## [Excerpts of pointing data]
— Start —

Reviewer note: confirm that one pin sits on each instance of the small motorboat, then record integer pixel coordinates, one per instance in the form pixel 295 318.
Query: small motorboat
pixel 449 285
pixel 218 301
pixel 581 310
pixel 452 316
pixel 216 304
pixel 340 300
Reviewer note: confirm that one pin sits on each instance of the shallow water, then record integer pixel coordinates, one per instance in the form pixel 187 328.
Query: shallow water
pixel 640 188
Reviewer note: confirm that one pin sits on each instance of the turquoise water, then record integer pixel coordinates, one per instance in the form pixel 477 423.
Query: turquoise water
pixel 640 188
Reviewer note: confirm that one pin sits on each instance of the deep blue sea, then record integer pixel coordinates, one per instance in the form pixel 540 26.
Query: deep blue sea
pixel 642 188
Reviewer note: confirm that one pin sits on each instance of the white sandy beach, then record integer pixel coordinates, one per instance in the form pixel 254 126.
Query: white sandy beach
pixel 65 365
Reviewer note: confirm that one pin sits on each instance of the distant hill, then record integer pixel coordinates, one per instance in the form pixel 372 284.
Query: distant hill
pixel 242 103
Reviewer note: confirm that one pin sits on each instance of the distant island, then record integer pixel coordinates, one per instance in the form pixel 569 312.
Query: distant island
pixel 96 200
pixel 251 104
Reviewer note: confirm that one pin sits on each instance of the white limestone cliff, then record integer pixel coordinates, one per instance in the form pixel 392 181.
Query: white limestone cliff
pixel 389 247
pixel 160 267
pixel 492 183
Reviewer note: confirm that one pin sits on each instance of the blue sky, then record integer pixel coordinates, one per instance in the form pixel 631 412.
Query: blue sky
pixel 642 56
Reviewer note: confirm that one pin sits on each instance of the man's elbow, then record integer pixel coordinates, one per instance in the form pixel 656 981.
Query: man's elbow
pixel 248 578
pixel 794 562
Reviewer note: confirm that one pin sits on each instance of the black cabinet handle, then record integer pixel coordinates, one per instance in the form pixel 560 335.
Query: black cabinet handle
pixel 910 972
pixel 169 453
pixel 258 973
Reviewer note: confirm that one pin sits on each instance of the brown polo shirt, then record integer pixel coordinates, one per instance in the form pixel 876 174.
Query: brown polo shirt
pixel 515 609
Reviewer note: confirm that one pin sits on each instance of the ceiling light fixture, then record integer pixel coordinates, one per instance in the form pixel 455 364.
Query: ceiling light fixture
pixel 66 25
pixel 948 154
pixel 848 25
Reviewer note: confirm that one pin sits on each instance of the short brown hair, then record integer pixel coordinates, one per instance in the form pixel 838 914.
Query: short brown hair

— End —

## [WHAT THE TASK ASKS]
Rewrite the lines above as a Markdown table with two columns, No. and Line. Number each line in order and leave out any blank lines.

## [PROBLEM SOLUTION]
| No. | Line |
|---|---|
| 1 | Reviewer note: confirm that one pin sits on each instance of the small motorboat, then record integer pixel coordinates, one per instance in the form pixel 295 318. |
| 2 | Query: small motorboat |
| 3 | pixel 449 285 |
| 4 | pixel 218 301 |
| 5 | pixel 581 310 |
| 6 | pixel 452 316 |
| 7 | pixel 216 304 |
| 8 | pixel 340 300 |
| 9 | Reviewer note: confirm that one pin sits on each instance of the shallow water, then record integer pixel coordinates, one per instance in the form pixel 187 328. |
| 10 | Query: shallow water |
| 11 | pixel 640 188 |
| 12 | Reviewer note: confirm that one pin sits on each instance of the turquoise water, then record integer pixel coordinates, one per instance in the form pixel 477 423. |
| 13 | Query: turquoise water |
| 14 | pixel 640 188 |
| 15 | Reviewer note: confirm that one pin sits on each instance of the deep blue sea, then record integer pixel coordinates, one per instance in the form pixel 540 26. |
| 16 | Query: deep blue sea |
| 17 | pixel 642 188 |
| 18 | Reviewer note: confirm that one pin sits on each instance of the white sandy beach, then record integer pixel coordinates, one per instance in the form pixel 254 126. |
| 19 | Query: white sandy beach |
| 20 | pixel 65 365 |
| 21 | Reviewer note: confirm that one pin sits on each instance of the distant hill, then record integer pixel coordinates, one per instance in the form pixel 372 284. |
| 22 | Query: distant hill |
| 23 | pixel 242 103 |
| 24 | Reviewer note: confirm that one pin sits on each instance of the distant island, then record integer pixel coordinates, one per instance in the form pixel 569 312. |
| 25 | Query: distant island |
| 26 | pixel 96 200 |
| 27 | pixel 251 104 |
| 28 | Reviewer note: confirm that one pin sits on each instance of the white limestone cliff, then record integer pixel coordinates, one per instance in the form pixel 392 181. |
| 29 | Query: white limestone cliff |
| 30 | pixel 389 247 |
| 31 | pixel 160 267 |
| 32 | pixel 492 183 |
| 33 | Reviewer note: confirm that one pin sits on each instance of the blue sky, then record integer pixel coordinates, one per instance in the form pixel 631 412. |
| 34 | Query: blue sky |
| 35 | pixel 642 56 |
| 36 | Reviewer note: confirm that one pin sits on each instance of the man's elbow, then record integer pixel coordinates, one per instance in the form pixel 656 981. |
| 37 | Query: man's elbow |
| 38 | pixel 248 578 |
| 39 | pixel 794 562 |
| 40 | Reviewer note: confirm that one pin sits on each instance of the black cabinet handle, then record integer pixel coordinates, one per instance in the form pixel 560 335. |
| 41 | Query: black cabinet handle |
| 42 | pixel 910 972 |
| 43 | pixel 169 453 |
| 44 | pixel 258 973 |
| 45 | Reviewer note: confirm that one pin sits on each instance of the brown polo shirt, then record integer pixel coordinates, one per instance in the form pixel 876 174. |
| 46 | Query: brown polo shirt |
| 47 | pixel 515 609 |
| 48 | Reviewer note: confirm that one pin sits on each instance of the ceiling light fixture, then record integer pixel coordinates, one per instance in the form pixel 455 364. |
| 49 | Query: ceiling light fixture |
| 50 | pixel 66 25 |
| 51 | pixel 948 154 |
| 52 | pixel 848 25 |
| 53 | Reviewer note: confirm that one pin sits on each instance of the short brown hair, then record integer pixel coordinates, one per instance in the form pixel 838 914. |
| 54 | Query: short brown hair |